Every record that follows must be returned word for word.

# Record set:
=== Begin Enclosure ===

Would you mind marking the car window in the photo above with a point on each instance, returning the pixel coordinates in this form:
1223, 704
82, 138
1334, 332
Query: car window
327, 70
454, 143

=== End Enclosure ===

# Response to this task:
Would you mind marking the car window in the photo above with a point on each instance, returning the pixel coordinates in this form:
1223, 704
82, 138
1334, 332
Query: car window
327, 70
454, 143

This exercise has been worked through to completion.